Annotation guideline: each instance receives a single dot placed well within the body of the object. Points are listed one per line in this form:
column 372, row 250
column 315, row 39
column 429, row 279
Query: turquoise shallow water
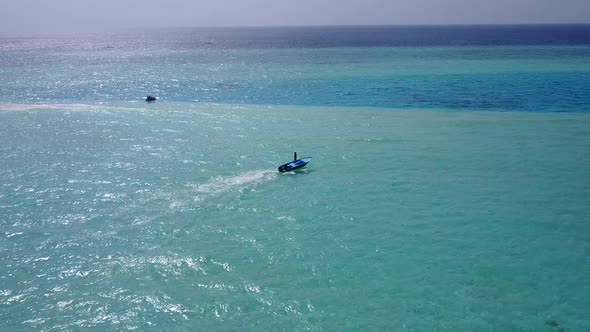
column 448, row 189
column 171, row 216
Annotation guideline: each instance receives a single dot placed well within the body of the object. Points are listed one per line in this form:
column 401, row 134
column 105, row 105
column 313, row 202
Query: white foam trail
column 31, row 107
column 219, row 185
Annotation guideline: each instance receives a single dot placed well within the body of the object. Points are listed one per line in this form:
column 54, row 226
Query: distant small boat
column 299, row 163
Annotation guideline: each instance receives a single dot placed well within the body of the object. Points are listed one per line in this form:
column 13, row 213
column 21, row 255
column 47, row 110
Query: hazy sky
column 35, row 16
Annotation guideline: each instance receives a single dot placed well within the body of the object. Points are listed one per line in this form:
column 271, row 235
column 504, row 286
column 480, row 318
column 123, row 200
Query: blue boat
column 294, row 165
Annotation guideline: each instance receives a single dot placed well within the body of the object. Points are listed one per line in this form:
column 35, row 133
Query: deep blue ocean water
column 448, row 190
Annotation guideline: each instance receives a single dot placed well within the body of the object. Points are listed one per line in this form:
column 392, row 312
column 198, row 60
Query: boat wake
column 220, row 185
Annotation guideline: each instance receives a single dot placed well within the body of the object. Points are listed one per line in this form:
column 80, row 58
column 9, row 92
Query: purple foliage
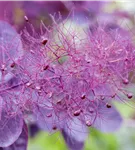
column 65, row 77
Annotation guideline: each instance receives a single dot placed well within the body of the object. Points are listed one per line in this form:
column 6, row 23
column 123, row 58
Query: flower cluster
column 66, row 78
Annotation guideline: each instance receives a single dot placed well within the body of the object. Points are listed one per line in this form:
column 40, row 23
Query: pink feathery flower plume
column 65, row 77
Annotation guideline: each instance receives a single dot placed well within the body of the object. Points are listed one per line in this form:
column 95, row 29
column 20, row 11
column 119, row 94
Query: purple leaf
column 108, row 119
column 10, row 128
column 21, row 142
column 75, row 134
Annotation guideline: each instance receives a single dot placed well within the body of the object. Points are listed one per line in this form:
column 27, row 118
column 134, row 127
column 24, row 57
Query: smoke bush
column 65, row 77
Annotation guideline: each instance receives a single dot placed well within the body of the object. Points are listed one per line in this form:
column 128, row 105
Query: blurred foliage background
column 124, row 139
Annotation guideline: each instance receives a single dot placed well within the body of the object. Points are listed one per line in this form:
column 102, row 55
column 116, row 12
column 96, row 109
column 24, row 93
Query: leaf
column 21, row 142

------------------------------

### PROBLEM STATEMENT:
Set down the material above as is, without any pictures.

### TASK RESULT:
Annotation guideline: each instance receives a single dot placed well within the body of the object. Points are listed one per line in this form:
column 372, row 250
column 315, row 39
column 429, row 279
Query: turquoise shallow water
column 448, row 189
column 171, row 216
Annotation guideline: each instance receives a single dot placed well within the body of the object. Points are listed one per line in this form:
column 401, row 134
column 105, row 105
column 313, row 202
Query: white foam trail
column 31, row 107
column 219, row 185
Annotation guideline: each instance receives a single dot placed well within the body of the object. Points are listed one per line in this form:
column 54, row 226
Query: distant small boat
column 299, row 163
Annotation guideline: each instance receives a single dot placed well within the body of the object. Points are listed one per line in this form:
column 13, row 213
column 21, row 255
column 47, row 110
Query: hazy sky
column 35, row 16
Annotation guideline: each instance receives a single dot placed well within the body of the object. Points are listed one per line in this form:
column 271, row 235
column 504, row 286
column 480, row 318
column 123, row 200
Query: blue boat
column 294, row 165
Annotation guideline: each instance receives a single dot placed well within the body of the object. Points are listed one per line in this form:
column 35, row 133
Query: deep blue ocean water
column 448, row 190
Annotation guideline: each instance receives a single dot placed well within the body of the object. Points are listed one per line in this form:
column 392, row 312
column 198, row 60
Query: boat wake
column 220, row 185
Annotation guideline: each instance receives a single dot placed well within the body of the object. Points are listed one per line in this form:
column 80, row 58
column 9, row 92
Query: purple foliage
column 65, row 77
Annotation guideline: each instance receives a single dot placed well within the body of the object. Points are listed one per line in this form:
column 6, row 23
column 123, row 58
Query: flower cluster
column 66, row 78
Annotation guideline: each instance receives a single dot placed well within the body of the object. Points are listed one per line in this form:
column 40, row 23
Query: pink feathery flower plume
column 65, row 77
Annotation guideline: each instance receives a single dot placed well within the body of the object. Points are listed one per line in this form:
column 95, row 29
column 20, row 11
column 119, row 94
Query: purple leaf
column 108, row 119
column 10, row 128
column 21, row 142
column 75, row 134
Annotation guideline: each instance receives a single dot placed well within the body of the object. Points are listed one per line in this form:
column 27, row 118
column 134, row 127
column 24, row 57
Query: smoke bush
column 65, row 77
Annotation guideline: each instance receives a single dot placed well within the body of the object. Points are listed one per line in this form:
column 128, row 105
Query: blurred foliage background
column 124, row 139
Annotation guideline: each instance receives a single dot placed well within the body of the object. Points are listed one per line in this form:
column 102, row 55
column 116, row 12
column 96, row 109
column 24, row 93
Query: leaf
column 21, row 142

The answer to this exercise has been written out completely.